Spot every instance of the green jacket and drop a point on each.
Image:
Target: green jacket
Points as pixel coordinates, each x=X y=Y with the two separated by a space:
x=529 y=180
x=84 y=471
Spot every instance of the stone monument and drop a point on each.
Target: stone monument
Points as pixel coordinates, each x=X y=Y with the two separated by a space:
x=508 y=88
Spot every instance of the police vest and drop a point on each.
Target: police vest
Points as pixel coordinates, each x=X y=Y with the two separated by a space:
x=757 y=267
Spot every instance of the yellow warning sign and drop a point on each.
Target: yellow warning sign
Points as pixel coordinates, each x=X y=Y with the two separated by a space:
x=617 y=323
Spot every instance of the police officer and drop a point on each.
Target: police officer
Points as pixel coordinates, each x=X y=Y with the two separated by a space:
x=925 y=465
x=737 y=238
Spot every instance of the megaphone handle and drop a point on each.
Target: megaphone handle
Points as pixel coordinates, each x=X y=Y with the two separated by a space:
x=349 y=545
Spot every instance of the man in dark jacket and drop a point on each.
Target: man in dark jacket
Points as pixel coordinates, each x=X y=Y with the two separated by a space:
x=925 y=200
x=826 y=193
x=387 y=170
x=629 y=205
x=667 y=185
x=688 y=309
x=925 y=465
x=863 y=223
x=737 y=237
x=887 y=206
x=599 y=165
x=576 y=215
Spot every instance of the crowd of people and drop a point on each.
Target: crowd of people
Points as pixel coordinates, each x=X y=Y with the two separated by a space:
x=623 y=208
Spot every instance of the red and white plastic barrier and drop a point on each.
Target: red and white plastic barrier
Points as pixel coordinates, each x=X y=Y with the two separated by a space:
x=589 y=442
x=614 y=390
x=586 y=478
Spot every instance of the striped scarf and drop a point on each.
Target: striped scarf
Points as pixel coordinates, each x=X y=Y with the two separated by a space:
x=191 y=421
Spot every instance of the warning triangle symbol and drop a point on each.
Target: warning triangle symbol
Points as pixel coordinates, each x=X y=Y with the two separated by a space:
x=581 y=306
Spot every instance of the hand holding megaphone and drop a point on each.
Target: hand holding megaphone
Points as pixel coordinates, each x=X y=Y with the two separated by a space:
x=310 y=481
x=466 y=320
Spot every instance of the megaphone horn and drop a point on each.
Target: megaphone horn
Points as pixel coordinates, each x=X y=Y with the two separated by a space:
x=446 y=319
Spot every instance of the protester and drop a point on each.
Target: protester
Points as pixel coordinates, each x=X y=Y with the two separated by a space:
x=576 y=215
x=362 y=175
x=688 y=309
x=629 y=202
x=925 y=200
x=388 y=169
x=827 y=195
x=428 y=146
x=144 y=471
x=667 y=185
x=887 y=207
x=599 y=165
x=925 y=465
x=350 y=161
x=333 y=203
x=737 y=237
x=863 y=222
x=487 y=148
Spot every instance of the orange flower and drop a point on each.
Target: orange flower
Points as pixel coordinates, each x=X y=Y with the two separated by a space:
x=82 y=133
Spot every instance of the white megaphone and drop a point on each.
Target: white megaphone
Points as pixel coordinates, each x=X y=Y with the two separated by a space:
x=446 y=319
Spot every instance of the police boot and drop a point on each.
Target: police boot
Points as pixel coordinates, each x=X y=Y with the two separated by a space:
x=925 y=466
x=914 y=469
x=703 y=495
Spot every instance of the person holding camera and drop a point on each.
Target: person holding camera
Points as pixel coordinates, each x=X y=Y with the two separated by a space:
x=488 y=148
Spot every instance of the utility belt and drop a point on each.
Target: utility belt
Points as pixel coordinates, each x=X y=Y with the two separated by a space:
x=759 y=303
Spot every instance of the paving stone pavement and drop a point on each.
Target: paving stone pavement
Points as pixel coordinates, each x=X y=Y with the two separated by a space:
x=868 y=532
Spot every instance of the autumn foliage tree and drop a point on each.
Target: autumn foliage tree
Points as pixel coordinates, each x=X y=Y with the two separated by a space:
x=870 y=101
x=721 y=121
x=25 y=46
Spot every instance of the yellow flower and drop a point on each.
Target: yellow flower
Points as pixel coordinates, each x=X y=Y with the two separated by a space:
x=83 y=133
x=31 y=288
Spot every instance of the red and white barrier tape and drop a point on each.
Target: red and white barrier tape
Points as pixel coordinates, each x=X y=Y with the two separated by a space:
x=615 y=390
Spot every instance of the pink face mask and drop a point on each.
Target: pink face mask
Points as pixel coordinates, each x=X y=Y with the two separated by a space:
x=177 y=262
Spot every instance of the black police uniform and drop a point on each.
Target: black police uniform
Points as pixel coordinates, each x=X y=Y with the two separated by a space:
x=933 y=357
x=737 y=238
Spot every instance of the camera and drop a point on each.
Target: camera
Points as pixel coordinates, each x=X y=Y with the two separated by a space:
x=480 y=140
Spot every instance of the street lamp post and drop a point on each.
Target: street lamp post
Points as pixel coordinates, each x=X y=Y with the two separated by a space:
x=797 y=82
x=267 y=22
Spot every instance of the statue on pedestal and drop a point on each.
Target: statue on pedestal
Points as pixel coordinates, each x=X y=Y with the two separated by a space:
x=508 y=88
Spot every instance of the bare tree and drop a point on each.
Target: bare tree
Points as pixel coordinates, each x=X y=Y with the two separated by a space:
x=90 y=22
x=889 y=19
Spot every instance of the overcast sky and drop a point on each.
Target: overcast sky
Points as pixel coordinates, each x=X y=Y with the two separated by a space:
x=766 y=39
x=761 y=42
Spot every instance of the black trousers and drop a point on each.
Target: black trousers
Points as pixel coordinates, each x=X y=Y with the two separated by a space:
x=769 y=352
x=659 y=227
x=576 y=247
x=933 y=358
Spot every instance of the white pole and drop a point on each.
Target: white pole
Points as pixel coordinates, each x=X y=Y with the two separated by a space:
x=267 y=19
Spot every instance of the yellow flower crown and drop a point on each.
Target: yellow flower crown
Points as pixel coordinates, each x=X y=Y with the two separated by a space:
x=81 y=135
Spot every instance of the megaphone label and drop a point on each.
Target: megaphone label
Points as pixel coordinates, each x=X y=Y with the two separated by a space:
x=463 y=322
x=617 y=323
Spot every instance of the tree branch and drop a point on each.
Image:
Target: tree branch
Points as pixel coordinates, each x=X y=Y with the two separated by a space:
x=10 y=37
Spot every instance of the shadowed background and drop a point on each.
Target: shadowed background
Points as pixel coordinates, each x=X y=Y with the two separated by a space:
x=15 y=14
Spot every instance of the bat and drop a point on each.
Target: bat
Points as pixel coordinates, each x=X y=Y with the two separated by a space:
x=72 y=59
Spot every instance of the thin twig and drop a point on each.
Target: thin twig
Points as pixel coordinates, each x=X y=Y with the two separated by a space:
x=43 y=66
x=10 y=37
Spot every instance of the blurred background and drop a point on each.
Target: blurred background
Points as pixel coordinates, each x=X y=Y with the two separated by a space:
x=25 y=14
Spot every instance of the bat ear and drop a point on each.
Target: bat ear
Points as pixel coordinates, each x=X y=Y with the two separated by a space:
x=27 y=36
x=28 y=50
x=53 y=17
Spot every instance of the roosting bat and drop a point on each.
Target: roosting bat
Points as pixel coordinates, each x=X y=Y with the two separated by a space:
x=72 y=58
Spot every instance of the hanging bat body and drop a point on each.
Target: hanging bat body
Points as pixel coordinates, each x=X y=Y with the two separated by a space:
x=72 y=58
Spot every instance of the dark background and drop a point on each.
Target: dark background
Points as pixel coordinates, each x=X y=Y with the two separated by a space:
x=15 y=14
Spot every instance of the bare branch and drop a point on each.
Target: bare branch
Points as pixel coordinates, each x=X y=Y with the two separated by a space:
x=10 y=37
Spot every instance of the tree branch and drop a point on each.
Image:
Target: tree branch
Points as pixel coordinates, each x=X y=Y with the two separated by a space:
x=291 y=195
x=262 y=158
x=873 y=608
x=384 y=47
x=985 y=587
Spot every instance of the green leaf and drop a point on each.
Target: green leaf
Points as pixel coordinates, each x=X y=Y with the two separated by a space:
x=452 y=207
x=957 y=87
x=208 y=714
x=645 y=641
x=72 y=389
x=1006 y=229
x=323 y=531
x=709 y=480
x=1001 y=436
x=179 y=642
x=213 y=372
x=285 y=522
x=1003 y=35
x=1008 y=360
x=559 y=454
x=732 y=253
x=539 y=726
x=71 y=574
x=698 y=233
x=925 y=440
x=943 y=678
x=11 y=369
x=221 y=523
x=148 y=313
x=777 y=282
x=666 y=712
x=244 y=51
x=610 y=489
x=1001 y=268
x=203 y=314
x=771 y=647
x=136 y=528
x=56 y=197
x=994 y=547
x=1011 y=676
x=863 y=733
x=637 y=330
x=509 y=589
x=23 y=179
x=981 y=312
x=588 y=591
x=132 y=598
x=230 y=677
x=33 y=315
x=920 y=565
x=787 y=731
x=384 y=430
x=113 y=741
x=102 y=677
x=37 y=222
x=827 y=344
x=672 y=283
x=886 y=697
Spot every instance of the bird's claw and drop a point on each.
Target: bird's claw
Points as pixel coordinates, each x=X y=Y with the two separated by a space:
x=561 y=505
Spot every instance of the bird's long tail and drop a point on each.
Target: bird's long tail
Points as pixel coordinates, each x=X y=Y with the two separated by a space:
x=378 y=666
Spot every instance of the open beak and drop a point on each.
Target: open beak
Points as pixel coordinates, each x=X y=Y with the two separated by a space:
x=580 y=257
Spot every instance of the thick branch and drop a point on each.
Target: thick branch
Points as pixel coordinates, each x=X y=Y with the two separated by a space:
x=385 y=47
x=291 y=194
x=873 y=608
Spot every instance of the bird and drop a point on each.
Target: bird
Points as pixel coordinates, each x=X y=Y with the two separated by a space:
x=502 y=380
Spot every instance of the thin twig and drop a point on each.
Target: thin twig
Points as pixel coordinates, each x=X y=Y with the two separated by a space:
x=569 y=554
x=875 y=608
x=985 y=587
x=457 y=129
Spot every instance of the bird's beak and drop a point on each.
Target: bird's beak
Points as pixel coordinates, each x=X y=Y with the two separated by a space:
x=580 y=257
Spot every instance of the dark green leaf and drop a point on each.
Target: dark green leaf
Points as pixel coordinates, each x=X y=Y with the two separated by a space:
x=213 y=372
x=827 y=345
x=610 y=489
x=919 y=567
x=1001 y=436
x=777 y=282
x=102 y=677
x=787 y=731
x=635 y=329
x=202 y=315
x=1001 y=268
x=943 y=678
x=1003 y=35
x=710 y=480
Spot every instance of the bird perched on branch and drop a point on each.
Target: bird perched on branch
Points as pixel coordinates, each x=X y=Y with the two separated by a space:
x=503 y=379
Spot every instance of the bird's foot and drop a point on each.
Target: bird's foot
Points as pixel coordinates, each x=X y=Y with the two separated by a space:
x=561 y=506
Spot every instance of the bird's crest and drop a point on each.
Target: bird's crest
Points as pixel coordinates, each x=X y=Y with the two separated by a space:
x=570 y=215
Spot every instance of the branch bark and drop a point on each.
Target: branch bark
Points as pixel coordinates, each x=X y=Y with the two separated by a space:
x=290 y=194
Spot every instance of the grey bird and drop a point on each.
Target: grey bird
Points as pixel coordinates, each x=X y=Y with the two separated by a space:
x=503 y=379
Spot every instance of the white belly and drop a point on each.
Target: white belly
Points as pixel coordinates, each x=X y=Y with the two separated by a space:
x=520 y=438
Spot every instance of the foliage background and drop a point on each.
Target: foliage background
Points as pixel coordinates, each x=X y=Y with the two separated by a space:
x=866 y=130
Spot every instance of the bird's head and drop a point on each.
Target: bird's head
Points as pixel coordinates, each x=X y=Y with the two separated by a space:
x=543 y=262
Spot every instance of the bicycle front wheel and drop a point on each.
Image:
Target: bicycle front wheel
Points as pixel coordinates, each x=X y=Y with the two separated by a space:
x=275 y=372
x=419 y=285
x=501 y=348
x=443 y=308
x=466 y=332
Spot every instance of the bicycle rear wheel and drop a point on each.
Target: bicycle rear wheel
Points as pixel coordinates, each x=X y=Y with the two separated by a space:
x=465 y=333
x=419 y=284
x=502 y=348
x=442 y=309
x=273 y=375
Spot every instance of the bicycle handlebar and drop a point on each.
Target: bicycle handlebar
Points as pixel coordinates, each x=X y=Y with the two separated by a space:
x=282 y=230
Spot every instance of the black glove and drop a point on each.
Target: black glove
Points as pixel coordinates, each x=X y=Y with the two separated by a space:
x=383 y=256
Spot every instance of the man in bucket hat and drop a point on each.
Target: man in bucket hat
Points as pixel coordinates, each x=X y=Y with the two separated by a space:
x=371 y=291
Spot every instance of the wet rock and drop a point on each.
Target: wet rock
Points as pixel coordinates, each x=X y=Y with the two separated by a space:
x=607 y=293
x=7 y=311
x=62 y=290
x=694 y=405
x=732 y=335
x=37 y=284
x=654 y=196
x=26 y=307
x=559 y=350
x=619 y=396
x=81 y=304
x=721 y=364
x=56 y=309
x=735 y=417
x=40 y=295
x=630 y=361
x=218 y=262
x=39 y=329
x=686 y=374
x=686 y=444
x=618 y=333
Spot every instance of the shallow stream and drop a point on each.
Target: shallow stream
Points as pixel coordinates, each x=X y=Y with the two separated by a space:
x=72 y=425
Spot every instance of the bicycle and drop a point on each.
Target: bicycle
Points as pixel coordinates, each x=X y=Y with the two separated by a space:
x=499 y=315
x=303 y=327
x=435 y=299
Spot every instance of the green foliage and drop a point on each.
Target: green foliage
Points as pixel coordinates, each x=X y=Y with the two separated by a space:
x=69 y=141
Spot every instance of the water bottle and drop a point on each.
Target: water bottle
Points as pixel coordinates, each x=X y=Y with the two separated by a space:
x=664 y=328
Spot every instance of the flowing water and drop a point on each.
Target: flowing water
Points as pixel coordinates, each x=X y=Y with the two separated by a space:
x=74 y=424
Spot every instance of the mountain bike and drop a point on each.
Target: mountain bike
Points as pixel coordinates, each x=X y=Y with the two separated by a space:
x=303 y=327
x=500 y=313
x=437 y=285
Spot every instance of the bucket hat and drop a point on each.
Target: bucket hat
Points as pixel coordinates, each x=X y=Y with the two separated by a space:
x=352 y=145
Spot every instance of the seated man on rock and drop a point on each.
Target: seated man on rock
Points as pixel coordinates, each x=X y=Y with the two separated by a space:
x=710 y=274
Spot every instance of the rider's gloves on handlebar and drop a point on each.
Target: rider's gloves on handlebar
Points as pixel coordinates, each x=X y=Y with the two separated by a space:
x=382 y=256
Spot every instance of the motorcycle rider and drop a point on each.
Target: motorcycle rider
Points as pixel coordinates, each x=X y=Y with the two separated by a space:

▶ _Exercise_: Where does the string "officer" appear in the records above? Return every line that holds it.

▶ _Written reply_:
Spot every instance of the police officer and drop a point on each.
Target: police officer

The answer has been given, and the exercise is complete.